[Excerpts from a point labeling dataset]
** start **

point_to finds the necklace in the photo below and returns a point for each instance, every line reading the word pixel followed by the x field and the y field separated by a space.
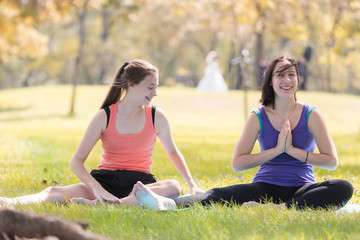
pixel 292 111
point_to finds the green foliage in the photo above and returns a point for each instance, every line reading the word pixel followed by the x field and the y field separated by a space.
pixel 37 141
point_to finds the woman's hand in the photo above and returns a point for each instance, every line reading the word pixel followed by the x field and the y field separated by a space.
pixel 288 144
pixel 282 138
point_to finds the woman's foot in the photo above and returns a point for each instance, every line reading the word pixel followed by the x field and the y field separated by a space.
pixel 150 199
pixel 84 201
pixel 255 204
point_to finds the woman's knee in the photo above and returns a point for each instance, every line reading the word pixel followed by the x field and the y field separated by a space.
pixel 344 188
pixel 52 194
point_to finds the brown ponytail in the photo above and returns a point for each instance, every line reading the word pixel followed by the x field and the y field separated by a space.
pixel 134 72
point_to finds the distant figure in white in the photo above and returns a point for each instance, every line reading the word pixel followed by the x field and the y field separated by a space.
pixel 212 80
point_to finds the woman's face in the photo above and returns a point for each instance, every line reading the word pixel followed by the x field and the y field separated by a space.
pixel 146 89
pixel 284 79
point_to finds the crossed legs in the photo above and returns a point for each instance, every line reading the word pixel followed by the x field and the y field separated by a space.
pixel 83 194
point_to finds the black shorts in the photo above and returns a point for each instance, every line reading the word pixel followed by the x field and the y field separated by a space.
pixel 120 182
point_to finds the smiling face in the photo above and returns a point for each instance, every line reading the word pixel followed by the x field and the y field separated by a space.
pixel 285 79
pixel 281 79
pixel 146 89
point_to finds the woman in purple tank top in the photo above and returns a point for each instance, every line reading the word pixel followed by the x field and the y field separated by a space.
pixel 288 132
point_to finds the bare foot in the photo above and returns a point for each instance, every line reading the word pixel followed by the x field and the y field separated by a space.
pixel 250 204
pixel 85 201
pixel 255 204
pixel 150 199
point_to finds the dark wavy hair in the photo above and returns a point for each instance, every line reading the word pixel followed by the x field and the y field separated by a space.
pixel 267 93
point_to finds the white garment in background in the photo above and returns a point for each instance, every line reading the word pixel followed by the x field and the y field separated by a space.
pixel 212 80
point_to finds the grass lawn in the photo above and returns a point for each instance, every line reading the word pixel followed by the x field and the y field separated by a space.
pixel 37 140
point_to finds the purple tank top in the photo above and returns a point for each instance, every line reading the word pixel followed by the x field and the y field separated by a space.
pixel 284 170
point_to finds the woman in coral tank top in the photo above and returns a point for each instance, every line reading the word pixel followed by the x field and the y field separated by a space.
pixel 128 126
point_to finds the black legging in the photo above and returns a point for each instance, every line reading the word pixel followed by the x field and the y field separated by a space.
pixel 331 193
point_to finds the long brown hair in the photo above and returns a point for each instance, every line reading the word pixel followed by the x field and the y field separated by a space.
pixel 268 94
pixel 133 72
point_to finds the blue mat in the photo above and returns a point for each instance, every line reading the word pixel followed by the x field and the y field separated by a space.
pixel 350 208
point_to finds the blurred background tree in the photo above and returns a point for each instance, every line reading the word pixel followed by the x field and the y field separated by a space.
pixel 85 41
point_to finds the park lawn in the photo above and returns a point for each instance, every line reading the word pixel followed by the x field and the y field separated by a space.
pixel 38 138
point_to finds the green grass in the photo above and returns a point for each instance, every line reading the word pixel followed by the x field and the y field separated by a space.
pixel 37 140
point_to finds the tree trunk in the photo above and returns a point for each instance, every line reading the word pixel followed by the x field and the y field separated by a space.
pixel 82 39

** end **

● **Stated task**:
Copy the material above word for word, every line of it, but leave out the pictures.

● **Full output**:
point_to finds the necklace in the photo below and returns a point for each instance, every line reading the word pixel followed by the x field and the y field separated by a space.
pixel 292 111
point_to finds the green foliage in the photo above and returns a point for each instance, every line reading the word pixel followed by the x field and the y field separated by a space.
pixel 37 141
point_to finds the woman's hand in the photo above and returns a point for each instance, every line reading the word pixel followed by the x field and the y field separated by a space.
pixel 288 144
pixel 282 138
point_to finds the woman's foot in the photo above and returns a point for each instance, every line reading the word pixel followed by the x field and the y field separated by a space.
pixel 150 199
pixel 84 201
pixel 255 204
point_to finds the woman's knee in the photo above and returns a point for each instance, every line reading the word pixel followed by the x field and the y field separated by a space.
pixel 344 188
pixel 52 194
point_to finds the brown ponytail in the photo above and returns a point for each instance, every line reading the word pixel followed by the x field and the y field separated by a space.
pixel 134 72
point_to finds the distant figure in white in the photo above and returns a point for each instance, every line reading the word pixel followed by the x field and the y field separated by a space.
pixel 212 80
point_to finds the woman's face in the photo above and returns a point for each instance, every line reading the word pixel followed by the x field and the y field separated by a space.
pixel 146 89
pixel 284 79
point_to finds the crossed legs in the photo above and returns a point for each instance, every line reading the word pixel followed by the x field and the y field separated by a space.
pixel 83 194
point_to finds the black shorts in the photo above and returns a point for each instance, every line reading the word pixel followed by the x field and the y field separated by a space.
pixel 120 182
point_to finds the smiling face in the photo above and returns a point for each instance, every line reading the word pixel followed by the x field and the y field separated by a space.
pixel 285 79
pixel 281 79
pixel 146 89
point_to finds the woman in purple tank top in the photo above and returns a point for each instance, every line reading the word pixel followed by the x field and the y field separated by a space.
pixel 288 132
point_to finds the bare foot in the photo above and returns a point for each instance, every line reading the word pixel followed by the x field and the y field separated by a space.
pixel 250 204
pixel 85 201
pixel 255 204
pixel 150 199
point_to finds the dark wavy hair in the photo above and returns a point for each instance, every line reading the word pixel followed by the x field and the y field separated by a space.
pixel 267 93
point_to finds the white garment in background in the photo above and returns a point for each instance, every line reading the word pixel followed by the x field and the y field separated by a space.
pixel 212 80
point_to finds the grass lawn in the photo above and returns a point for each instance, every line reading the word pixel followed by the x field and the y field separated by a space.
pixel 37 140
point_to finds the purple tank top in the photo above and returns a point for each instance, every line reading the word pixel followed by the x field and the y field separated by a space.
pixel 284 170
point_to finds the woman in coral tank top in the photo above and returns a point for each instance, every line reading the word pixel followed by the x field and the y field separated by a space.
pixel 128 126
point_to finds the black legging in the photo above and returns a point for each instance, every line reading the word pixel followed by the x field and the y field separated by a space.
pixel 331 193
point_to finds the long brown hair in the photo above and returns a point for each instance, every line reading the word pixel followed by the x field and the y field separated by a space.
pixel 268 94
pixel 133 72
point_to finds the blue mat in the photo above and returns a point for each instance, every line reading the word pixel followed by the x field and the y field separated by a space.
pixel 350 208
point_to finds the blurred background tree in the photo above and returns a point for each instance, every line reading the word pixel followed by the x field and the y field separated by a space.
pixel 85 41
point_to finds the park lawn in the photo above and returns a point for each instance, every line reading the word pixel followed by the x field and the y field separated by a space.
pixel 38 138
point_to finds the green grass in the photo above and returns a point for each instance, every line reading the word pixel followed by the x field and the y field separated by a space.
pixel 37 140
point_to finds the tree trunk in the photo above and returns a point for each instance, every line reading the word pixel followed by the x field and the y field separated by a space.
pixel 82 39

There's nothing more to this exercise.